**Input**
(begin)
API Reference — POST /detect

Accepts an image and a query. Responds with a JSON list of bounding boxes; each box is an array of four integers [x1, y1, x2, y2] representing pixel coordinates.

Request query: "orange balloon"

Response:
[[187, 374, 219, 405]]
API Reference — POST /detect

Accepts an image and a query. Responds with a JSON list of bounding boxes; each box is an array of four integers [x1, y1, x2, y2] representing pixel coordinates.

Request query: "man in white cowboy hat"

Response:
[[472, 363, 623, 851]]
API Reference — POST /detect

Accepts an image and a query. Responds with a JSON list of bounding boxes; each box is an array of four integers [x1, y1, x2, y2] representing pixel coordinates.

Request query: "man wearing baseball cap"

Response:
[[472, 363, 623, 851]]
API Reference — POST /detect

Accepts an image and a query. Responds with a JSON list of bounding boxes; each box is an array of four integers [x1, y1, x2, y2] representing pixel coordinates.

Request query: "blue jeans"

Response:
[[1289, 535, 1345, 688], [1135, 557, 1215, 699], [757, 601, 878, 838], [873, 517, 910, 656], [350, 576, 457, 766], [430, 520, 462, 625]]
(end)
Reproduce all of the entries above, changing "Request query" to "Search query" wherever it occurs and leaving every other part untouched.

**Expected answer**
API Reference — POST /detect

Accepts an image and a query. Responds with a JSON list of bounding boxes; each box is an array of four integers [x1, y1, x2, y2] representing pixel coordinates.

Search query: "orange balloon"

Response:
[[187, 374, 219, 405]]
API Reference — POST /detect

Accepts an image and a query. Responds with a JSON list of bounding boxes; each box is an array of four integers [x1, y1, x2, y2] representing pixel coordinates.

Search query: "man in white cowboy hat"

Response:
[[472, 363, 623, 851]]
API Reference — POST /detect

Accepts an image and a query. Responds with a JSON list of bounding boxes; each box is an array of four integers [x1, y1, x2, y2] representing pixel coordinates.

Search query: "man wearing baseball cap"

Response:
[[472, 363, 623, 851]]
API Reference — POST /detect

Accepts an image and a query. Responds with a JSON list of bounding boxes; each box is an array of four integers [x1, y1, x2, y2] representing pixel coordinates.

Search query: "blue jeans"

Response:
[[1289, 535, 1345, 688], [1135, 557, 1215, 699], [757, 601, 878, 838], [873, 517, 910, 656], [350, 576, 457, 766], [430, 520, 462, 625]]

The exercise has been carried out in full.